◆ Testo estratto
........

Consiglio di Stato, Sez. VII – sentenza 27.01.2025 n. 592
PRINCIPIO DI DIRITTO
Nel caso in cui la concessione demaniale marittima rilasciata dalla Regione al Comune sia oramai scaduta, è doveroso il provvedimento del Comune che disponga lo sgombero della pertinente area adibita allo svolgimento di attività mercatale, in quanto l’Ente è oramai privo del potere di disporne quale concedente ed è altresì legittimo il ridetto provvedimento di sgombero, che sopprima in toto l’area, se sorretto dalla necessitò di scongiurare rischi per la pubblica incolumità. Tale decisione è caratterizzata da un alto tasso di discrezionalità in capo all’amministrazione, la quale, rebus sic stantibus, deve adottare in concreto le idonee precauzioni atte ad abbassare il livello di rischio per l’area interessata.
TESTO RILEVANTE DELLE DECISIONE
- I motivi sono complessivamente infondati.

........

◆ Dati forniti
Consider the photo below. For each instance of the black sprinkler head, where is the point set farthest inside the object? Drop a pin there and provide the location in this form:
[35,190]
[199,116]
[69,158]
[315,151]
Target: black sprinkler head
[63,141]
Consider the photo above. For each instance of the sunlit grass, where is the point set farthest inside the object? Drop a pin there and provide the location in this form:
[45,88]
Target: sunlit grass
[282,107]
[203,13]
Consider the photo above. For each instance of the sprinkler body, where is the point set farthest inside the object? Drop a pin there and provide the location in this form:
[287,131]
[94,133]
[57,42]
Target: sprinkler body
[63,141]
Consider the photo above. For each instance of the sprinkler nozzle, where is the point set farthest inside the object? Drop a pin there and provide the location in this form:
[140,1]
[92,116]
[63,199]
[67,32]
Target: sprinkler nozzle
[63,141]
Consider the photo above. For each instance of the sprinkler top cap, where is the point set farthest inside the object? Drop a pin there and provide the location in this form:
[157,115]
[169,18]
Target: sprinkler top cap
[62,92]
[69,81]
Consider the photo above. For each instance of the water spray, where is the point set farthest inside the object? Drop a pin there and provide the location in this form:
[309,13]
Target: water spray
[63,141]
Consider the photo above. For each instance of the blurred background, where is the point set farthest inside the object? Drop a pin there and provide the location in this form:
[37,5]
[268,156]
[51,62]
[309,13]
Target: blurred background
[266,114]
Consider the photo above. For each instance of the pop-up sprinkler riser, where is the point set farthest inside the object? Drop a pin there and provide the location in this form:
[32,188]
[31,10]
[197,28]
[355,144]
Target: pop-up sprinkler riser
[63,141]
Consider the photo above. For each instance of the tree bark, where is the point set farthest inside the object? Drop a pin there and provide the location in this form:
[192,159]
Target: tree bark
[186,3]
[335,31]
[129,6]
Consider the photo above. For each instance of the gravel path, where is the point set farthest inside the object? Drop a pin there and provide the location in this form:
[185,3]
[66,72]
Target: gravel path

........

◆ Esercizio 1
Nella sentenza del Consiglio di Stato, quale ente aveva rilasciato al Comune la concessione demaniale marittima ormai scaduta?
◆ Esercizio 2
Riprendi il testo della sentenza del Consiglio di Stato e proseguilo dopo l'ultima frase riportata.

◆ Risposta scritta 1
La concessione era stata rilasciata dalla Regione.

◆ Risposta scritta 2
- La deliberazione di Giunta comunale n.200 del 2017 e la successiva deliberazione del Consiglio comunale n.6 del 2018 che l’ha confermata recependone le argomentazioni, si fondano su vari presupposti giuridici e di fatto che trovano, quanto alla loro consistenza, riscontri obiettivi che ne corroborano la fondatezza e la legittimità.
- E’ innanzitutto incontestato che la concessione rilasciata dalla regione al comune nel 2002, avente ad oggetto l’area demaniale su cui si svolgeva l’attività mercatale, fosse irrefragabilmente scaduta nel 2007.
- Né alla stessa – diversamente da quanto sembra ritenere la parte – poteva applicarsi la proroga ex lege prevista dal comma 18 dell’art.1 del d.l. 194 del 2009, convertito con la legge n.25 del 2010, sia perché riguardava un diverso oggetto (locazioni demaniali marittime a scopo turistico-ricreativo rilasciate ai privati, mentre in questo caso il concessionario era l’ente locale) e sia perché quella di cui si discute era una concessione già scaduta, al momento dell’entrata in vigore del d.l. citato. Dunque vi era, incontestatamente, un possesso sine titulo dell’area da parte del comune che lo privava del potere di disporne quale concedente e che gli imponeva l’ordine di sgombero, salvo esporlo a responsabilità nei confronti della regione, proprietaria dell’area demaniale.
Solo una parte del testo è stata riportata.